***** TRECHO SELECIONADO *****

A entrevista abaixo foi publicada
no site da Revista ISTOÉ e apesar de não refletir, as posições defendidas pelo
Blog o Grande Diálogo, ainda assim entendemos que a mesma contém verdades
importantes para a discussão cada vez mais presente que envolve a laicidade do
Estado brasileiro e os interesses dos representantes das religiões majoritárias
do catolicismo e dos evangélicos.
"A
liberdade religiosa está ameaçada no país"
Antropóloga Debora Diniz afirma
que o Estado está sendo questionado na Justiça por tentar privilegiar o ensino
católico nas escolas públicas e que livros didáticos associam os ateus aos
nazistas
Por Solange Azevedo
ESPECIALISTA: Debora desenvolve pesquisas sobre
laicidade e direitos humanos
O trabalho da antropóloga e
documentarista carioca Debora Diniz tem sido amplamente reconhecido mundo
afora. Aos 41 anos, ela já recebeu 78 prêmios por sua atuação como pesquisadora
e cineasta. Professora da Universidade de Brasília, Debora é autora de oito
livros. O último deles – “Laicidade e Ensino Religioso no Brasil” – trata de
uma discussão que está emergindo no País e deverá ser motivo de debates
acalorados no Supremo Tribunal Federal. “Além de a lei do Rio de Janeiro sobre
o ensino religioso nas escolas públicas estar sendo contestada no Supremo, há
uma ação da Procuradoria-Geral da República contra a concordata
Brasil-Vaticano, assinada pelo presidente Lula em 2008”, lembra Debora. “Um
artigo da concordata prevê que o ensino religioso no País seja,
necessariamente, católico e confessional. Isso é inconstitucional.”
"O acordo Brasil-Vaticano
prevê que o ensino religioso seja, necessariamente, católico e
confessional"
"A criminalização da
homofobia incomoda comunidades religiosas porque resultará em restrição de
liberdade de expressão"
ISTOÉ -
O ensino religioso nas
escolas públicas, num Estado laico como o Brasil, é legítimo?
DEBORA DINIZ -
Sim e não. Sim porque está
previsto pela Constituição. E não quando se trata da coerência com o pacto
político. Chamo de coerência a harmonia com os outros princípios constitucionais:
da liberdade e do pluralismo religiosos e da separação entre o Estado e as
igrejas. Falsamente, se pressupõe que religião seria um conteúdo
necessário para a formação da cidadania.
ISTOÉ –
O pluralismo religioso
é respeitado nas escolas públicas?

***** LINHAS DE DADOS *****

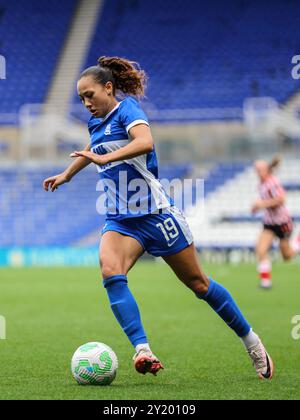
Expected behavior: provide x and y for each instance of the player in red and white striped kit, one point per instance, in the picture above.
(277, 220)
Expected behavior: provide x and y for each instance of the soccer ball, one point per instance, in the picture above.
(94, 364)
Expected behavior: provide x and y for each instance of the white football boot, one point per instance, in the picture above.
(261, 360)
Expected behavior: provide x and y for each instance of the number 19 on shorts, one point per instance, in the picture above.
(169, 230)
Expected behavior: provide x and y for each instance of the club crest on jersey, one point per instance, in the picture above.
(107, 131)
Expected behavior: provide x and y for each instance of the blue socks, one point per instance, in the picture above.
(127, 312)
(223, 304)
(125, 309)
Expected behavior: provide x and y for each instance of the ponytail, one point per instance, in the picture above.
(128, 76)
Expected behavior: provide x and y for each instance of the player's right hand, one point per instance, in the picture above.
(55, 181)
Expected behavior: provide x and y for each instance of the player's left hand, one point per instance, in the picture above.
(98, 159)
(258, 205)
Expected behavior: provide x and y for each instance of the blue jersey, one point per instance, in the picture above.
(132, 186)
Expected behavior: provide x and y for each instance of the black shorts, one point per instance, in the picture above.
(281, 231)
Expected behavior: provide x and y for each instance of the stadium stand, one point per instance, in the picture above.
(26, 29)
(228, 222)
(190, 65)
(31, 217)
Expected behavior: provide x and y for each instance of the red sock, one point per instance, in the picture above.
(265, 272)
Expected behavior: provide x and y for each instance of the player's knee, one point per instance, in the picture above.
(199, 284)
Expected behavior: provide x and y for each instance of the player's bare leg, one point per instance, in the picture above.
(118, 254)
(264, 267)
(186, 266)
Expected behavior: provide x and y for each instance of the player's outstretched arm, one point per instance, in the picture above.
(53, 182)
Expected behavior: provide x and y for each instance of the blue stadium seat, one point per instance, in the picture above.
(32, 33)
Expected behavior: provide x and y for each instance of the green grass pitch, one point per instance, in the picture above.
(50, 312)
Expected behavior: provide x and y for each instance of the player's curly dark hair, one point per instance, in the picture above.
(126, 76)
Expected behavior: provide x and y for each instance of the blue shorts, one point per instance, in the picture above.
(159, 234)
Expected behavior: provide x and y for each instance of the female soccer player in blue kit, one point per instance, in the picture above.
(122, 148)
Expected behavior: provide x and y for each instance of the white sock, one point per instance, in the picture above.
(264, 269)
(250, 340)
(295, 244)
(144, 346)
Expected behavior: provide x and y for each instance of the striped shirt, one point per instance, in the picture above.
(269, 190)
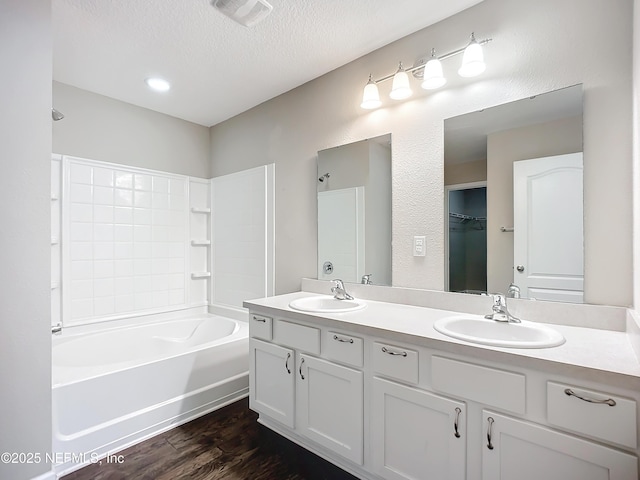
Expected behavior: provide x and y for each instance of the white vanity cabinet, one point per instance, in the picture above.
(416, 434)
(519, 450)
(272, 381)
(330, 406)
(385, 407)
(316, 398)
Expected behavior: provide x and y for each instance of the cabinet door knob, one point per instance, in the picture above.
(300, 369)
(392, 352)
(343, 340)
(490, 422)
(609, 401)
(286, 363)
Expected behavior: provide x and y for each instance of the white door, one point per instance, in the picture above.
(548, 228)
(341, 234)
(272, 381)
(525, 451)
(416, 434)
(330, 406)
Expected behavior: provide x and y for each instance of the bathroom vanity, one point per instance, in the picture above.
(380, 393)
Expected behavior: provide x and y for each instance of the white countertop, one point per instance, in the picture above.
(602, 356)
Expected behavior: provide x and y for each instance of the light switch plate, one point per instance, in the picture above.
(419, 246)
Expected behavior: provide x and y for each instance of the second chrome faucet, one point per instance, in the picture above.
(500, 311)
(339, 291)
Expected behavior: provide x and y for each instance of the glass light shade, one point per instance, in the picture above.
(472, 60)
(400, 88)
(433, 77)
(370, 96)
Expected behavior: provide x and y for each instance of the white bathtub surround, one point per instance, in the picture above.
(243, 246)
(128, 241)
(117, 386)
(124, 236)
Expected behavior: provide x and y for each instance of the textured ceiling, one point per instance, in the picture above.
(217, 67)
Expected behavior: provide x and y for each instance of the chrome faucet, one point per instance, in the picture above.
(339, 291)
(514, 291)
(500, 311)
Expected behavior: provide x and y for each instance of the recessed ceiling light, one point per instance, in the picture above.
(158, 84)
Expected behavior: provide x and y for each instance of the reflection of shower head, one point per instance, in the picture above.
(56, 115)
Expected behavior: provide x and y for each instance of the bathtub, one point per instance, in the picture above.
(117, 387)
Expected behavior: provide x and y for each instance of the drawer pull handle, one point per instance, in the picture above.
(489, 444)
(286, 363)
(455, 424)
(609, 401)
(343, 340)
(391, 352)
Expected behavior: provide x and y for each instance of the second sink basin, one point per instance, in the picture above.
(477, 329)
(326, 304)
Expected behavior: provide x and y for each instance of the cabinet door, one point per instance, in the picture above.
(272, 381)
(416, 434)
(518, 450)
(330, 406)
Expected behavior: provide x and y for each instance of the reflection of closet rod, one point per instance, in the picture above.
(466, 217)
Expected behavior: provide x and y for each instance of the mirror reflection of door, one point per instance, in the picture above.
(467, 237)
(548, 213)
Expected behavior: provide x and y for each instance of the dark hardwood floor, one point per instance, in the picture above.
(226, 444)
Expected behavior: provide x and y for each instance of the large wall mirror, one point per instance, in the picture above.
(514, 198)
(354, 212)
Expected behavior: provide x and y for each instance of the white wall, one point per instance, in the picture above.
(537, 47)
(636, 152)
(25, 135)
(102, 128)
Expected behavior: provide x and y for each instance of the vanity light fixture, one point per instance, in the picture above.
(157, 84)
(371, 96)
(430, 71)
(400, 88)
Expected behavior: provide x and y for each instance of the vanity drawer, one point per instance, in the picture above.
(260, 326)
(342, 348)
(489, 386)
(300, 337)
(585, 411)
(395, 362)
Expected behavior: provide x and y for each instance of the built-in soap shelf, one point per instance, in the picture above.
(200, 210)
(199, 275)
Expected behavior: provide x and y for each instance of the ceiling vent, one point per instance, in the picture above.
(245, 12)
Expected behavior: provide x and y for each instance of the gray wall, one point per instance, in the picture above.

*****

| TAREFA A |
Segundo o trecho, por que Debora Diniz responde "sim e não" à pergunta sobre a legitimidade do ensino religioso nas escolas públicas? Explique em até três frases.
| TAREFA B |
Enumere todos os princípios constitucionais que Debora Diniz cita no trecho ao definir o que chama de coerência.
| TAREFA C |
Transcreva do trecho, sem nenhuma alteração, a parte que se inicia nas palavras "A entrevista abaixo" e termina após "e dos evangélicos.".
A listagem não tem relação com o trecho.

| RESPOSTA A |
Sim, porque o ensino religioso está previsto pela Constituição. Não, quando se trata da coerência com o pacto político, isto é, da harmonia com os outros princípios constitucionais.

| RESPOSTA B |
- Liberdade religiosa
- Pluralismo religioso
- Separação entre o Estado e as igrejas

| RESPOSTA C |
A entrevista abaixo foi publicada
no site da Revista ISTOÉ e apesar de não refletir, as posições defendidas pelo
Blog o Grande Diálogo, ainda assim entendemos que a mesma contém verdades
importantes para a discussão cada vez mais presente que envolve a laicidade do
Estado brasileiro e os interesses dos representantes das religiões majoritárias
do catolicismo e dos evangélicos.